— Start SUPPLIED ENTRIES —
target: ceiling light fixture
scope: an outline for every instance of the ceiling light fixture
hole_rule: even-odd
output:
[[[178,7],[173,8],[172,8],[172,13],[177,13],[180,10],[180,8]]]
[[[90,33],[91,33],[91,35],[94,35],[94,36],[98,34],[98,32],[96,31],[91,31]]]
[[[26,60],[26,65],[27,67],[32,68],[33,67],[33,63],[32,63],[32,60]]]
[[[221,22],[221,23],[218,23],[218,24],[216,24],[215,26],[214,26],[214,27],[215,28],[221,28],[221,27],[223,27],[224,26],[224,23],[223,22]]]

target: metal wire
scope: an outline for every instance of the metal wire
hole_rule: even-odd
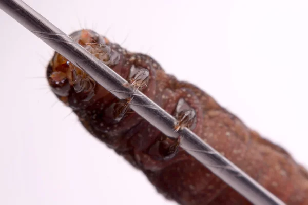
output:
[[[0,9],[120,99],[134,96],[131,108],[255,204],[283,205],[280,200],[187,128],[175,131],[176,119],[22,1],[0,0]],[[196,151],[198,150],[198,151]]]

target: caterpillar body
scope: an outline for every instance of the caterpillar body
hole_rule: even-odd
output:
[[[210,95],[168,75],[151,57],[130,52],[90,30],[71,37],[266,189],[292,205],[308,204],[308,172]],[[47,69],[55,95],[95,137],[141,170],[160,193],[182,205],[249,204],[179,145],[55,53]]]

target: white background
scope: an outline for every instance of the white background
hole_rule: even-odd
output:
[[[110,27],[111,40],[127,37],[123,46],[308,166],[307,1],[26,2],[66,33]],[[0,204],[175,204],[56,102],[44,78],[52,49],[1,11],[0,26]]]

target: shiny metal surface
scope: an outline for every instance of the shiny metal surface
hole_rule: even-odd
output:
[[[22,1],[0,0],[0,8],[82,69],[117,97],[133,95],[131,108],[167,136],[181,136],[181,147],[255,204],[284,204],[232,162],[187,128],[175,132],[175,119]]]

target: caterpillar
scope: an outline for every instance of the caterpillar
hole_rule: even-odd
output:
[[[129,84],[288,204],[308,204],[308,172],[209,95],[167,74],[152,57],[129,51],[91,30],[70,36]],[[55,53],[47,78],[93,136],[142,171],[158,191],[182,205],[251,203],[65,57]],[[180,139],[180,138],[179,138]]]

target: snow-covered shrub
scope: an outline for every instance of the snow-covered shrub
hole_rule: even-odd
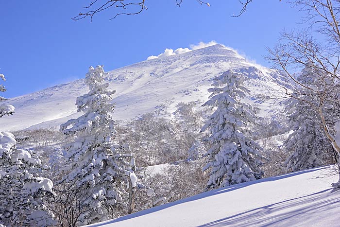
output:
[[[202,128],[209,129],[211,136],[206,138],[210,148],[206,153],[210,170],[207,189],[213,189],[259,179],[261,148],[246,135],[251,132],[246,126],[255,121],[254,108],[242,102],[249,91],[242,86],[244,76],[227,71],[217,77],[209,100],[204,105],[216,108]],[[221,87],[222,86],[225,87]]]
[[[3,75],[0,78],[4,80]],[[5,90],[0,85],[0,91]],[[14,112],[13,106],[0,105],[0,117]],[[13,134],[0,132],[0,224],[52,225],[54,215],[46,204],[53,194],[53,183],[41,176],[49,167],[32,153],[17,149],[16,144]]]
[[[308,66],[297,79],[309,86],[315,86],[319,79],[318,74]],[[321,91],[323,88],[320,85],[318,89]],[[319,101],[313,93],[312,90],[300,87],[286,103],[288,124],[293,132],[285,142],[290,154],[286,164],[293,171],[331,164],[332,146],[322,128],[320,115],[315,107]]]

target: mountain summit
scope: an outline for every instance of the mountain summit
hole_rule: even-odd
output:
[[[249,101],[261,109],[260,115],[275,112],[278,106],[267,98],[285,85],[283,76],[216,44],[108,72],[111,88],[117,90],[114,117],[129,120],[146,112],[170,116],[180,102],[205,101],[214,78],[230,69],[248,78],[245,84],[251,91]],[[80,116],[76,98],[86,92],[84,80],[80,79],[10,99],[9,102],[16,107],[16,112],[2,120],[2,130],[59,127]]]

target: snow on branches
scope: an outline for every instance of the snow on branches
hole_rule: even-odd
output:
[[[210,170],[207,189],[259,179],[261,157],[258,144],[246,136],[249,123],[257,116],[254,108],[242,102],[249,91],[242,86],[243,74],[228,70],[217,77],[209,88],[212,94],[204,105],[215,107],[202,131],[209,129],[211,135],[206,140],[211,145],[206,155],[208,161],[204,170]],[[225,87],[222,87],[225,86]]]
[[[108,88],[104,76],[102,66],[90,68],[85,78],[89,91],[76,102],[78,111],[84,114],[60,126],[65,134],[75,136],[74,142],[65,147],[71,167],[63,181],[92,195],[84,203],[87,209],[78,224],[116,217],[117,210],[128,206],[128,182],[136,185],[131,162],[133,154],[122,154],[129,149],[113,140],[117,131],[111,115],[115,104],[111,101],[116,91]]]

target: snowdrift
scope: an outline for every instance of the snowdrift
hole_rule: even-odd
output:
[[[339,227],[334,166],[233,185],[89,227]]]

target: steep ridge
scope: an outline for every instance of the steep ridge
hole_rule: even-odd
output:
[[[180,102],[206,101],[213,78],[229,69],[249,78],[246,82],[251,91],[249,99],[261,108],[261,115],[272,116],[281,111],[280,104],[268,98],[285,85],[283,77],[217,44],[108,72],[107,80],[117,90],[114,117],[129,120],[148,112],[170,116]],[[16,107],[16,112],[1,119],[1,129],[59,127],[81,114],[77,113],[75,100],[87,92],[84,80],[80,79],[10,99],[8,102]]]

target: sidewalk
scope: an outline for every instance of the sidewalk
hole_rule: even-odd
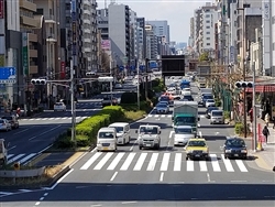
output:
[[[262,119],[257,119],[257,123],[261,124],[262,129],[265,126],[265,121]],[[251,154],[257,157],[255,161],[258,167],[272,172],[275,166],[275,129],[273,129],[273,123],[268,124],[268,131],[267,143],[262,144],[263,150]]]

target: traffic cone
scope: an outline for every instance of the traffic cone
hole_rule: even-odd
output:
[[[262,142],[257,142],[257,150],[258,150],[258,151],[262,151],[262,150],[263,150]]]

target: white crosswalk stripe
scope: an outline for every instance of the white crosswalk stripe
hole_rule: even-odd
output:
[[[24,164],[29,161],[31,161],[32,159],[35,157],[35,155],[37,155],[37,153],[21,153],[21,154],[8,154],[8,164],[12,164],[14,162],[19,162],[21,164]]]
[[[242,160],[227,160],[221,154],[218,159],[217,154],[210,154],[210,161],[185,161],[185,153],[183,152],[96,152],[92,153],[91,157],[82,164],[80,170],[88,170],[92,167],[96,171],[105,170],[108,171],[187,171],[187,172],[249,172],[244,161]],[[30,155],[31,156],[31,155]],[[16,157],[19,160],[20,157]],[[108,164],[108,165],[107,165]],[[94,165],[94,166],[92,166]],[[131,167],[133,168],[131,168]]]

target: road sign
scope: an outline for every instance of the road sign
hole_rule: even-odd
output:
[[[15,84],[16,83],[15,67],[0,67],[0,83]]]
[[[113,81],[113,77],[99,77],[98,81]]]

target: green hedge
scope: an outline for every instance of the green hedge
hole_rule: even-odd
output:
[[[109,126],[123,116],[124,113],[120,106],[108,106],[95,116],[85,119],[76,126],[76,145],[91,145],[96,142],[97,133],[100,128]],[[67,133],[59,135],[54,143],[55,148],[68,149],[74,146],[70,140],[70,130],[72,129],[68,129]]]

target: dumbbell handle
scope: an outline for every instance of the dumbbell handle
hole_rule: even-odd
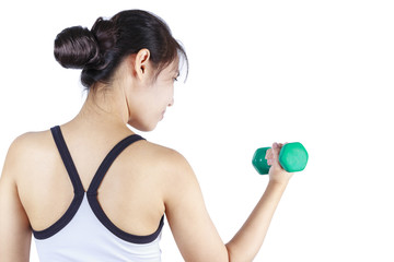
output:
[[[253,155],[252,164],[260,175],[266,175],[269,171],[270,166],[265,158],[266,152],[269,148],[270,147],[258,148]],[[306,166],[308,158],[305,147],[299,142],[285,144],[279,153],[279,164],[288,172],[303,170]]]

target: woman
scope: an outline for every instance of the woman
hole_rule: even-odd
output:
[[[291,174],[267,153],[269,183],[227,245],[196,176],[176,151],[135,134],[151,131],[174,103],[184,49],[155,15],[123,11],[55,40],[65,68],[89,90],[71,121],[11,144],[0,180],[0,261],[160,261],[164,214],[185,261],[252,261]]]

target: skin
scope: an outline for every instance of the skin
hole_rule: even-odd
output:
[[[128,124],[151,131],[165,108],[174,104],[177,62],[152,81],[155,69],[149,50],[130,55],[113,82],[96,84],[76,118],[60,126],[85,190],[108,151],[134,133]],[[267,152],[271,165],[267,188],[228,243],[207,213],[187,160],[178,152],[148,141],[136,142],[118,156],[99,189],[99,202],[115,225],[134,235],[155,231],[165,213],[187,262],[252,261],[292,176],[278,163],[281,146],[274,143]],[[28,261],[32,228],[42,230],[54,224],[72,198],[72,186],[50,131],[16,138],[0,178],[0,261]],[[138,201],[130,201],[135,199]]]

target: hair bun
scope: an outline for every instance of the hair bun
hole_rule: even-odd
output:
[[[55,39],[55,58],[63,68],[94,68],[101,63],[95,36],[85,27],[63,29]]]

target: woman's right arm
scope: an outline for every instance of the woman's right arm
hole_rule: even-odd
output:
[[[170,160],[171,176],[164,192],[165,213],[174,239],[186,262],[253,261],[268,230],[279,200],[291,178],[279,165],[281,144],[267,153],[269,183],[256,207],[227,245],[210,219],[196,176],[187,160],[174,153]]]

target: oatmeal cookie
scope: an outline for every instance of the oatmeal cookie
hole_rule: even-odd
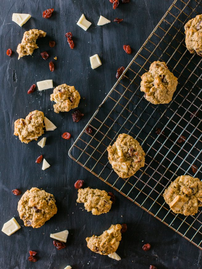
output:
[[[154,105],[168,104],[176,89],[177,79],[168,70],[164,62],[155,61],[148,72],[141,77],[140,90],[146,99]]]
[[[92,211],[93,215],[100,215],[108,212],[111,209],[112,201],[110,196],[105,191],[90,188],[78,190],[77,203],[83,203],[85,209],[88,212]]]
[[[108,255],[115,252],[121,240],[121,229],[120,224],[112,225],[99,236],[93,235],[87,237],[87,247],[91,250],[101,255]]]
[[[202,182],[190,176],[181,176],[163,194],[166,202],[175,213],[194,215],[202,206]]]
[[[42,111],[34,110],[25,118],[18,119],[14,123],[14,133],[22,143],[27,144],[32,140],[37,140],[44,133],[44,115]]]
[[[144,165],[145,153],[142,147],[138,141],[126,134],[119,135],[107,150],[112,168],[123,178],[133,176]]]
[[[202,14],[197,15],[184,26],[185,43],[190,53],[202,56]]]
[[[50,101],[56,104],[53,105],[56,113],[68,112],[72,109],[77,107],[80,101],[80,95],[74,86],[66,84],[59,85],[53,90],[50,95]]]
[[[38,188],[32,188],[21,197],[18,211],[25,226],[39,228],[56,214],[57,208],[52,194]]]
[[[17,48],[18,59],[26,55],[31,55],[35,49],[38,48],[36,44],[36,40],[38,38],[44,37],[46,35],[46,33],[42,30],[36,29],[25,32],[21,42]]]

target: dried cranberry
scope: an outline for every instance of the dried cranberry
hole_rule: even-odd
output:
— End SUPPLIED ENTRIES —
▶ BRIEF: Repeat the stretch of the records from the line that contains "target: snow on branches" through the line that contains "[[[339,227],[334,166],[233,185],[89,227]]]", keeping every line as it is.

▶ RESULT OF THE TASK:
target: snow on branches
scope: an outline for every instance of the snow on branches
hole_rule: even-odd
output:
[[[210,170],[207,189],[259,179],[261,157],[258,144],[246,136],[249,123],[257,116],[254,108],[242,102],[249,91],[242,86],[243,74],[228,70],[217,77],[209,88],[212,94],[204,105],[215,107],[202,131],[209,129],[211,135],[206,140],[211,145],[206,155],[208,161],[204,170]],[[225,87],[222,87],[225,86]]]
[[[108,88],[104,76],[102,66],[90,68],[85,78],[89,91],[76,102],[78,111],[84,114],[60,126],[65,134],[75,136],[74,142],[65,147],[71,167],[63,181],[92,195],[84,203],[87,209],[78,224],[116,217],[117,210],[128,206],[128,182],[136,185],[131,162],[133,154],[122,154],[129,149],[113,140],[117,131],[111,115],[115,104],[111,101],[116,91]]]

target: snowdrift
scope: an outline for every instance of the snowdrift
hole_rule: even-odd
output:
[[[339,227],[334,166],[233,185],[89,227]]]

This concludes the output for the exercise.